◆ **SET TASK**: Without altering anything, repeat each of the records.

--*--

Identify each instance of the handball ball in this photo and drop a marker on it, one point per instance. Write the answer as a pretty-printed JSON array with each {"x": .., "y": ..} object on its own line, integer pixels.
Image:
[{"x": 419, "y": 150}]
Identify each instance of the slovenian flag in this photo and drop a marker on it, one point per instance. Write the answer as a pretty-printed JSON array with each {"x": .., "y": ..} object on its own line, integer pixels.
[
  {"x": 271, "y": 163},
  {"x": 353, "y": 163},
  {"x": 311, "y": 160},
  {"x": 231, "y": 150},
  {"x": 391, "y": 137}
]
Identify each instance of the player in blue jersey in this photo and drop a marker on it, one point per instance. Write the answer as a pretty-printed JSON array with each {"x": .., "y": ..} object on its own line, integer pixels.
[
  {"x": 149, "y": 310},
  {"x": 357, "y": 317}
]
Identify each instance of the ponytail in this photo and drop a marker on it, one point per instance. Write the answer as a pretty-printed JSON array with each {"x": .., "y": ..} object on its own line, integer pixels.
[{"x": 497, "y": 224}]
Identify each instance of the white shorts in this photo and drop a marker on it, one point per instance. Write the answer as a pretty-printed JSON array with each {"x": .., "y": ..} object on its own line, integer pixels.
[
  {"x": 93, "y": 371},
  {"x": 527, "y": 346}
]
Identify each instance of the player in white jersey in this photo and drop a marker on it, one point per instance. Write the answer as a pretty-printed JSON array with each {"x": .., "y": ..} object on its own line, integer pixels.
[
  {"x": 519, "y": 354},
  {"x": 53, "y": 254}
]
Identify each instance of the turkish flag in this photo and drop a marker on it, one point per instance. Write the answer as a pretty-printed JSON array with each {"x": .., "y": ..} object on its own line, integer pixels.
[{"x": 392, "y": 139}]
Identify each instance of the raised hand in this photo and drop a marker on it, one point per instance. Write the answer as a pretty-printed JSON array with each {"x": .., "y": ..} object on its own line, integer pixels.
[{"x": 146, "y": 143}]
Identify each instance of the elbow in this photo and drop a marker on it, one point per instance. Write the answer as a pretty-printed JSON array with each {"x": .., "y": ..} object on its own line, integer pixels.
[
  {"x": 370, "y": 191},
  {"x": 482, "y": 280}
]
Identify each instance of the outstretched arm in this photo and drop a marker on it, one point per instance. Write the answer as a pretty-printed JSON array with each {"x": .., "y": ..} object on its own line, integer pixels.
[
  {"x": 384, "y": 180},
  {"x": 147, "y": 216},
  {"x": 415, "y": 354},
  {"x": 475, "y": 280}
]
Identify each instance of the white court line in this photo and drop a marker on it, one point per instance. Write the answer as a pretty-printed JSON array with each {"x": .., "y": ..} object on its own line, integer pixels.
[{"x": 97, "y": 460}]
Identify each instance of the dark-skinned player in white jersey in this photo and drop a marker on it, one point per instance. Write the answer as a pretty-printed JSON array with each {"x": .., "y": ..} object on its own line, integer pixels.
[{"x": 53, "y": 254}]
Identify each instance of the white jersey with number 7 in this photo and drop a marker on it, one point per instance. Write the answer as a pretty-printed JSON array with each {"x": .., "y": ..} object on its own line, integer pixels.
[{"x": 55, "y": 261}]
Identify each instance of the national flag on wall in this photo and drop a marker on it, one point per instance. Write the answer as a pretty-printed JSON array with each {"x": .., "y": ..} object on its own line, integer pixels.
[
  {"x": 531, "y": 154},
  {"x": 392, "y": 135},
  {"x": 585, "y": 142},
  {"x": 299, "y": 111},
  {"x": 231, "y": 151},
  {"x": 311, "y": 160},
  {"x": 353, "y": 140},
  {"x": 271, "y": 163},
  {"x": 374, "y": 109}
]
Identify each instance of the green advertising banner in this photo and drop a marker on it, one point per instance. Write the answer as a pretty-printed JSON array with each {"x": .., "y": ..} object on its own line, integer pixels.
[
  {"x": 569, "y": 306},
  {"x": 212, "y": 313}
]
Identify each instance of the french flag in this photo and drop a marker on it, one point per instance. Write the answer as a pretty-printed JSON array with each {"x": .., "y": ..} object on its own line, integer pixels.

--*--

◆ **FULL RESPONSE**:
Identify each instance of the handball ball in this photo and drop a marker on it, one point per instance. Write the answer as a pretty-printed JSON array with each {"x": .., "y": ..} object on its own line, integer pixels.
Image:
[{"x": 419, "y": 150}]
Identify each instance of the slovenian flag in this photo and drop a marker on it, one point per instance. Write the answer as a pretty-printed JSON array with each {"x": .., "y": ..} object on its own line, integer pixels.
[
  {"x": 271, "y": 163},
  {"x": 353, "y": 163},
  {"x": 311, "y": 160},
  {"x": 231, "y": 150},
  {"x": 391, "y": 137}
]
Identify each instance of the player in blue jersey in this photo and drop a marker on it, one point per instance. Write the answer as a pretty-printed JSON array with each {"x": .., "y": ..} object on its own line, integer pixels.
[
  {"x": 149, "y": 310},
  {"x": 357, "y": 317}
]
Identify each instance of the ponytail in this photo and drop a marker on it, one point per instance. Write the answer as a pretty-printed JSON array with each {"x": .., "y": ..} object on its own line, integer pixels.
[{"x": 497, "y": 224}]
Identify each instance of the white shorts in this photo and drop a marker on it, one point per instance. Write the answer as a pretty-printed JSON array with each {"x": .., "y": ..} object on its own line, integer pixels.
[
  {"x": 93, "y": 371},
  {"x": 527, "y": 346}
]
Identify each instance of the player in white jersey in this photo and drop a marker on it, one point per instance. Write the answer as a pretty-printed JSON array with each {"x": .., "y": ..} object on its own line, integer pixels.
[
  {"x": 519, "y": 354},
  {"x": 53, "y": 254}
]
Identify each instance of the turkish flag in this photo and drop a marker on it, one point per instance. Write the answer as a pretty-printed JSON array with each {"x": .., "y": ..} object on its own line, integer pixels.
[{"x": 392, "y": 139}]
Identify each instance of the raised hand in this photo and drop a marker on it, one point per instance. Write the answer as a pretty-printed JSON array with each {"x": .., "y": ..} object on its own line, integer pixels.
[{"x": 146, "y": 143}]
Identify each instance of the elbow in this photo and drop a marker on it, one point per instance. Write the answer as a pretty-printed JSON array with each {"x": .., "y": ..} object on its own line, integer pixels.
[
  {"x": 370, "y": 191},
  {"x": 482, "y": 280}
]
Identify each instance of the outstretched arm in this photo and drop a marker on it, one point per instance. Write the answer as a pretty-printed JSON array with each {"x": .., "y": ..} object on its own line, integer pixels.
[
  {"x": 384, "y": 180},
  {"x": 147, "y": 216},
  {"x": 415, "y": 354},
  {"x": 475, "y": 280}
]
Identify each instance of the white court line in this photo and drop a marker on it, one point per instance. Write the answer as a pretty-printed JSON array with each {"x": .., "y": ..} object on its own line, integer pixels.
[{"x": 97, "y": 460}]
Identify each instance of the dark-skinned player in white jersey in this photo and drop a marker on it, one point per instance. Write the answer as a pretty-printed JSON array with each {"x": .., "y": ..} object on its own line, integer pixels.
[{"x": 53, "y": 254}]
Identify each instance of the white jersey with number 7 in this photo and drop a marker on it, one point per instance. Write the answer as a pretty-printed JSON array with each {"x": .., "y": ..} object on its own line, integer pixels.
[{"x": 55, "y": 261}]
Identify each instance of the national flag on wall in this photo and drop a marker on it, one point per instance. Write the answer as a pretty-printed JSON array with each {"x": .., "y": ..} object on its own line, integer pixels.
[
  {"x": 531, "y": 154},
  {"x": 392, "y": 135},
  {"x": 585, "y": 142},
  {"x": 299, "y": 111},
  {"x": 231, "y": 151},
  {"x": 311, "y": 160},
  {"x": 353, "y": 140},
  {"x": 271, "y": 163},
  {"x": 374, "y": 109}
]
Identify each instance of the green advertising banner in this photo and drop a marker on it, one point per instance. Write the answer as a pretty-printed JSON array with each {"x": .., "y": ..} object on its own line, integer pixels.
[
  {"x": 569, "y": 306},
  {"x": 212, "y": 313}
]
Identify each instance of the french flag in this photo and drop a marker on it, one point per instance. Write the answer as a pretty-printed JSON array with each {"x": .., "y": ..} object on its own line, integer pixels.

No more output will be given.